■ Problem statement: Extract the rows below word for word, starting at the first line and stopping after the line that contains "MULTIPOLYGON (((143 4, 146".

:::::

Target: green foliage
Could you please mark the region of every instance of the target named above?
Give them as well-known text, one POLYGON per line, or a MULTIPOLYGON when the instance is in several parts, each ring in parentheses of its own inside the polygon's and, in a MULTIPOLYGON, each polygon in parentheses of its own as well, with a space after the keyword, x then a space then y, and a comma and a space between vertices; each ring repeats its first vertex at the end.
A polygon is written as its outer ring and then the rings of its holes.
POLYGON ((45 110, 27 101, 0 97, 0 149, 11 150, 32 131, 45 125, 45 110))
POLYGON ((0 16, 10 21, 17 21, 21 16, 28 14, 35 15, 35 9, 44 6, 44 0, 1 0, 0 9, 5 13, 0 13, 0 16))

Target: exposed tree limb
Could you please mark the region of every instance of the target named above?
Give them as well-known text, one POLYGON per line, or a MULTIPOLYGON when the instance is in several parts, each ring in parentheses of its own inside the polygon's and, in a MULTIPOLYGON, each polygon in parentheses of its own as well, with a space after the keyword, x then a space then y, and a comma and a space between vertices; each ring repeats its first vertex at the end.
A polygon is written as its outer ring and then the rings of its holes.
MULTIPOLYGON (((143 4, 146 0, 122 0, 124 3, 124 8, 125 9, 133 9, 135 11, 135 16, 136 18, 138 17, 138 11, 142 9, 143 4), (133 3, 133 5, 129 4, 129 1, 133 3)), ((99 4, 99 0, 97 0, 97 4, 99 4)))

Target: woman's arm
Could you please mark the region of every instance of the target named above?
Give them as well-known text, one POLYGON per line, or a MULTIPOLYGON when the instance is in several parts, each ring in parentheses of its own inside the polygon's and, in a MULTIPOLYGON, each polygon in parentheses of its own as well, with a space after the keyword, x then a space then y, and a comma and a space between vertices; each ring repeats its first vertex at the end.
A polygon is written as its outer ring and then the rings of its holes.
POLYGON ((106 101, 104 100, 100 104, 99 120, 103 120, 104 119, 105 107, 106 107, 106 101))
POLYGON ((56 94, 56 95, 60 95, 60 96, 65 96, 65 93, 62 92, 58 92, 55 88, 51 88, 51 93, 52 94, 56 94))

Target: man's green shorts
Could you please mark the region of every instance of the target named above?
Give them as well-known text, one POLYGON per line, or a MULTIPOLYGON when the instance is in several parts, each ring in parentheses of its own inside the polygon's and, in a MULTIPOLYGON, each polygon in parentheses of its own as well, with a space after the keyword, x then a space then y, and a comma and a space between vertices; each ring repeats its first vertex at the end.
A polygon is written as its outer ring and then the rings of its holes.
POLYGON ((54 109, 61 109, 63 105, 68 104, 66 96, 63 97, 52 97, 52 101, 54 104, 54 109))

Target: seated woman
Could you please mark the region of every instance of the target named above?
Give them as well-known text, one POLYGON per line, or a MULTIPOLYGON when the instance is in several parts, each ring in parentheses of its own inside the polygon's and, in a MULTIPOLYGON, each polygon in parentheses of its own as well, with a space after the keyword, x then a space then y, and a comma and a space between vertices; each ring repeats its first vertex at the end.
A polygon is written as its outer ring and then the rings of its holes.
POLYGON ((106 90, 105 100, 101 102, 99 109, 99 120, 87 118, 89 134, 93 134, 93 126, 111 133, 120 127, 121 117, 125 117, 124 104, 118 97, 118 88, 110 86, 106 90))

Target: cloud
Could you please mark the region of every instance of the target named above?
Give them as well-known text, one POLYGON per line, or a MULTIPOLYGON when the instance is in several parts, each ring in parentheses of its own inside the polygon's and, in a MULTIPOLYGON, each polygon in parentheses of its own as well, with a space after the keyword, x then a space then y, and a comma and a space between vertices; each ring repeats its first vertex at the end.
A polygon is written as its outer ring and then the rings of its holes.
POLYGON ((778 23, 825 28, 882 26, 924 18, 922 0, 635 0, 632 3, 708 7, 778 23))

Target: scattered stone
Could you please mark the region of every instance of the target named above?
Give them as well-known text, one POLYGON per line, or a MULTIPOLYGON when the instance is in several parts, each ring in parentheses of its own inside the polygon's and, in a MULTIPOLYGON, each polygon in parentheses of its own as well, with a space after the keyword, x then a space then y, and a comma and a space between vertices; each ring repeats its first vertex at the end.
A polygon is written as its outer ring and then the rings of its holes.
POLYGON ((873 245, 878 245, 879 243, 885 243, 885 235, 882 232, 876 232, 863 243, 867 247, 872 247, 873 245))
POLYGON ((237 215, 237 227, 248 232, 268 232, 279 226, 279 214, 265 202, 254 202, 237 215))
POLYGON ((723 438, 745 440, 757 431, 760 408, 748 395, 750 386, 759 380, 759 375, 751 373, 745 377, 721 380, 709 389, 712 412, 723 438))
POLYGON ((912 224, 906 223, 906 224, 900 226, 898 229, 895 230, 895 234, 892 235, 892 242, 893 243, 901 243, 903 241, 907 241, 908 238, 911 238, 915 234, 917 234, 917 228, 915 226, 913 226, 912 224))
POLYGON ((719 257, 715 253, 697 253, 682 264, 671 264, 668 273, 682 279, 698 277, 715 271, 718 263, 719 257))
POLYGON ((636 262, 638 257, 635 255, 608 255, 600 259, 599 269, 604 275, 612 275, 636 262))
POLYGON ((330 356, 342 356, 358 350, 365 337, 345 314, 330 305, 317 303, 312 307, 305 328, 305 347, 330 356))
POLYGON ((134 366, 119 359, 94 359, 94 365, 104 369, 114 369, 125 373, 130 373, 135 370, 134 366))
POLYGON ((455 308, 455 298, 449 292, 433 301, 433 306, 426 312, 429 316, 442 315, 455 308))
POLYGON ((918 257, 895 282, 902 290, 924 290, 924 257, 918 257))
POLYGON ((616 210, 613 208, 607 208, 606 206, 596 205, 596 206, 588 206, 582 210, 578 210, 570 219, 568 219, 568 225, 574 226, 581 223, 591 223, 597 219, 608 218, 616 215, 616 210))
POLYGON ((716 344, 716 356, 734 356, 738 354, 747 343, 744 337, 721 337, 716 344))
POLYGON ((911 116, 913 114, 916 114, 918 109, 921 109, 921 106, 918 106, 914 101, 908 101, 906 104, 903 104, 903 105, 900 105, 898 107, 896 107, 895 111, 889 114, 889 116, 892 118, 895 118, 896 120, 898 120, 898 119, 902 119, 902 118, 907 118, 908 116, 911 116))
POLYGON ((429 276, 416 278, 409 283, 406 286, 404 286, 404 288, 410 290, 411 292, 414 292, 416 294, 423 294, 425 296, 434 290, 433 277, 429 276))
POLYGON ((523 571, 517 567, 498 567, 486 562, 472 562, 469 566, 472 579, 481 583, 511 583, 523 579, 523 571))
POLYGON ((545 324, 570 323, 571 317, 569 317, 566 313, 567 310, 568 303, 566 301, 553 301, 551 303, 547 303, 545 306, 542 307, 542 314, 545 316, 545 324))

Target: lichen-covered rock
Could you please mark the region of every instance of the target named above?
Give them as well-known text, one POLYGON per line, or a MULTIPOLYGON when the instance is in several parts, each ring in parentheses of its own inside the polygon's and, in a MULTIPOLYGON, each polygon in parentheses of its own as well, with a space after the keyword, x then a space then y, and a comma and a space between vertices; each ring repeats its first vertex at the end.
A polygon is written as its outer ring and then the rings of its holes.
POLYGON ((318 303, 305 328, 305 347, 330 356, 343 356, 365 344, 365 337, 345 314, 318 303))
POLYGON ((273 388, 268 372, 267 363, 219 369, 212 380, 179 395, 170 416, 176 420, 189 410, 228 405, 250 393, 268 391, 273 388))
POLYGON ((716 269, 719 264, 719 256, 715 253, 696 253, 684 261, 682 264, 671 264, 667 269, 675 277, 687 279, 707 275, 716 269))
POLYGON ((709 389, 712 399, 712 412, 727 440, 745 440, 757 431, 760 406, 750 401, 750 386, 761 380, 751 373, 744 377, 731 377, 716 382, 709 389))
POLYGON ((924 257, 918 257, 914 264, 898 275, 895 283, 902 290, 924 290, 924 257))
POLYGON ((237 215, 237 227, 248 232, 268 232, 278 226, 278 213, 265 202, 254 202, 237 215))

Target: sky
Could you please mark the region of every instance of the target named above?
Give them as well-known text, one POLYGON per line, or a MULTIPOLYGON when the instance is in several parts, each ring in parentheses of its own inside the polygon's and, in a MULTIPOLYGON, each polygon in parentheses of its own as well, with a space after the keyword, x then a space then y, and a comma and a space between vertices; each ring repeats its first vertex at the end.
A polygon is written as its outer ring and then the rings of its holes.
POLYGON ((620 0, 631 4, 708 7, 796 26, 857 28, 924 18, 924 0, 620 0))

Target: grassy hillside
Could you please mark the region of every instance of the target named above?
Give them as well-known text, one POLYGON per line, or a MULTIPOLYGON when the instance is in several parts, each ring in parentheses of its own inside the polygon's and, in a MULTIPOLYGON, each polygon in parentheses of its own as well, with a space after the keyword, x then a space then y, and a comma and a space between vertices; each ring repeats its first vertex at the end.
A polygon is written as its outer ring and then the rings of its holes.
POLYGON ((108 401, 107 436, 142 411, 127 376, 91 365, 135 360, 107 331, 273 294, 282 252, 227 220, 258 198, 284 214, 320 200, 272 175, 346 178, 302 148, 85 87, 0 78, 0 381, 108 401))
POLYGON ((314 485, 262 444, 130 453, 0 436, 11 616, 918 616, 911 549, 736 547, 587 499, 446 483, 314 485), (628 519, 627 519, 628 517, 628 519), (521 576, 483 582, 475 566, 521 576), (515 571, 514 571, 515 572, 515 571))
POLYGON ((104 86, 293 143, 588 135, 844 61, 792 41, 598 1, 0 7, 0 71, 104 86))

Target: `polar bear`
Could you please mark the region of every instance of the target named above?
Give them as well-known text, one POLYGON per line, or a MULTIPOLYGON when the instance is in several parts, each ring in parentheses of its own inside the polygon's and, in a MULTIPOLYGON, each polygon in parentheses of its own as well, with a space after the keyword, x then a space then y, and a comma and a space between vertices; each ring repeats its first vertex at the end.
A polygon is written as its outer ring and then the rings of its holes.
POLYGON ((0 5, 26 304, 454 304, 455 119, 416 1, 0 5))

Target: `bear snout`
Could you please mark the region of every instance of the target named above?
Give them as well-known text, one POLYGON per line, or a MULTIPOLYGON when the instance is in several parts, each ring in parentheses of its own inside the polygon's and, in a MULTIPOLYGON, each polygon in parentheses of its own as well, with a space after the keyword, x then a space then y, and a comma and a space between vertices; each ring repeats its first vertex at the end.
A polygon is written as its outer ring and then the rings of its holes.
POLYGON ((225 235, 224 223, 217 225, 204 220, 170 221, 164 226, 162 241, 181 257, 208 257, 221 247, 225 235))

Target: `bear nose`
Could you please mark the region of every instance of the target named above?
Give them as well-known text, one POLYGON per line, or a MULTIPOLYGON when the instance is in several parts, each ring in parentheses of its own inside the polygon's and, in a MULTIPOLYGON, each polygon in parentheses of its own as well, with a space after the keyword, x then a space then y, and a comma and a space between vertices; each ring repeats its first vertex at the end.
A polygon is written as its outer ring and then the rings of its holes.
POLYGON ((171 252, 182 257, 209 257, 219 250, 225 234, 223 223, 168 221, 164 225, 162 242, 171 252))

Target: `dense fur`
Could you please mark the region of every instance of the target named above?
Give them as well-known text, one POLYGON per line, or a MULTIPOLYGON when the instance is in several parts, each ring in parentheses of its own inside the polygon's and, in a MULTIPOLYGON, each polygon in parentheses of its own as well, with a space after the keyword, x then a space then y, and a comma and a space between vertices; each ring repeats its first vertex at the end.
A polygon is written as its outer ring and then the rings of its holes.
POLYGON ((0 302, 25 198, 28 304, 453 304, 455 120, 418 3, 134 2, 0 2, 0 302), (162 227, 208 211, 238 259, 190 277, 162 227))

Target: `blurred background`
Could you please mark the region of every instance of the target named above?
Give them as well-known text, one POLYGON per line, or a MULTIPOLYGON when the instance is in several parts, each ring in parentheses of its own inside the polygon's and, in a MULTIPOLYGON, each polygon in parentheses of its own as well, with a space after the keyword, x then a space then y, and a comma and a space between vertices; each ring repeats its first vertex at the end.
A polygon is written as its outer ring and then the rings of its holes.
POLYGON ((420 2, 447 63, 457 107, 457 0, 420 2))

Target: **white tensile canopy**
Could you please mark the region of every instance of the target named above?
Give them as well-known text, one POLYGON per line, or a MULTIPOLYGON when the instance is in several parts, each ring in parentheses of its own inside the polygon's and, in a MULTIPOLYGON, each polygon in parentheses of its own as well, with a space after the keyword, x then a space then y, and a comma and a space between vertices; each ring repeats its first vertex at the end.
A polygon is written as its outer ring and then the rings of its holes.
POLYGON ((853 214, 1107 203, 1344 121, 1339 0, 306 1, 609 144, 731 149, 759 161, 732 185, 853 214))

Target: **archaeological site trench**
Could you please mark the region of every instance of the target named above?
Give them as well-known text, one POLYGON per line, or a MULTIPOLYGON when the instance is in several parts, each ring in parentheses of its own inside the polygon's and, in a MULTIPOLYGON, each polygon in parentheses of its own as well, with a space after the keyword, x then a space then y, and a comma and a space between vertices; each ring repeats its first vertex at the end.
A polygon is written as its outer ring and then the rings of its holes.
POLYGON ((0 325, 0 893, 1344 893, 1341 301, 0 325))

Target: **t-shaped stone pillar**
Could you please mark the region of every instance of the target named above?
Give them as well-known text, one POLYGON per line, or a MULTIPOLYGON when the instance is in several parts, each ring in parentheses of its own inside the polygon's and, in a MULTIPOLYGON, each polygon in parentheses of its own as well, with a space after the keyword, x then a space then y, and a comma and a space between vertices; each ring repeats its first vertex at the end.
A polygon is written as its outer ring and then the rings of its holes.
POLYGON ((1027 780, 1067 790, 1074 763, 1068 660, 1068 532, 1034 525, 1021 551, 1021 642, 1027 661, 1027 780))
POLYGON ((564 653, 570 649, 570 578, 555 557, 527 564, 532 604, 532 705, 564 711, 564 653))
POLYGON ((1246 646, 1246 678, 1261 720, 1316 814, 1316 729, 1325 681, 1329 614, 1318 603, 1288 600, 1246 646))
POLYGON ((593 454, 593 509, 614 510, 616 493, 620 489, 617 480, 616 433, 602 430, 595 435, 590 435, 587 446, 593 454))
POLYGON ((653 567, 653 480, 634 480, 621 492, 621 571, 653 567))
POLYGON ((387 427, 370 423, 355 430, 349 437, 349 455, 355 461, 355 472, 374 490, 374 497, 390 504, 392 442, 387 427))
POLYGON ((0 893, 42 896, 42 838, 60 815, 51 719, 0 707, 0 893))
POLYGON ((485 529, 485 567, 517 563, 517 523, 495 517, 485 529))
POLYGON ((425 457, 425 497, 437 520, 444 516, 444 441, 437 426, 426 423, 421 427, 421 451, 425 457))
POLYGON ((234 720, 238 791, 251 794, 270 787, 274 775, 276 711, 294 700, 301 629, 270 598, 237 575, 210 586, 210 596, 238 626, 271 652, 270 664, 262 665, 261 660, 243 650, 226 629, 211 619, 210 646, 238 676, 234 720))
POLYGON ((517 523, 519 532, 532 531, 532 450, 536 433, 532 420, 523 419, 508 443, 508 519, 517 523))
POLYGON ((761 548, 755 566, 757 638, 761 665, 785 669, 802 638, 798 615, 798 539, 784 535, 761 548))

:::::

■ Result of the exercise:
Target: green foliage
Could you please mark the region of every instance of the target named above?
Give them as well-known text, one POLYGON per line, or a MULTIPOLYGON when the instance is in several parts, each ring in parentheses of its own inside the polygon's and, in a MULTIPOLYGON, each polygon in parentheses of its own as well, with a space after the keyword, x then a space then y, and a comma and a space between vertices; each ring repeats its first vertex at the end.
A polygon is written as its outer ring and then the rings of its holes.
POLYGON ((45 110, 27 101, 0 97, 0 149, 11 150, 32 131, 45 125, 45 110))
POLYGON ((0 16, 10 21, 17 21, 21 16, 28 14, 35 15, 35 9, 44 6, 44 0, 1 0, 0 9, 5 13, 0 13, 0 16))

Target: exposed tree limb
Could you please mark the region of every instance of the target named above?
Give them as well-known text, one POLYGON per line, or a MULTIPOLYGON when the instance is in several parts, each ring in parentheses of its own inside the polygon's and, in a MULTIPOLYGON, each polygon in parentheses of its own as well, with a space after the keyword, x then a space then y, and a comma and a space between vertices; each ring repeats its first vertex at the end.
A polygon is written as its outer ring and then the rings of its holes.
MULTIPOLYGON (((143 4, 146 0, 122 0, 124 3, 124 8, 125 9, 133 9, 135 11, 135 16, 136 18, 138 17, 138 11, 142 9, 143 4), (133 3, 133 5, 129 4, 129 1, 133 3)), ((99 4, 99 0, 97 0, 97 4, 99 4)))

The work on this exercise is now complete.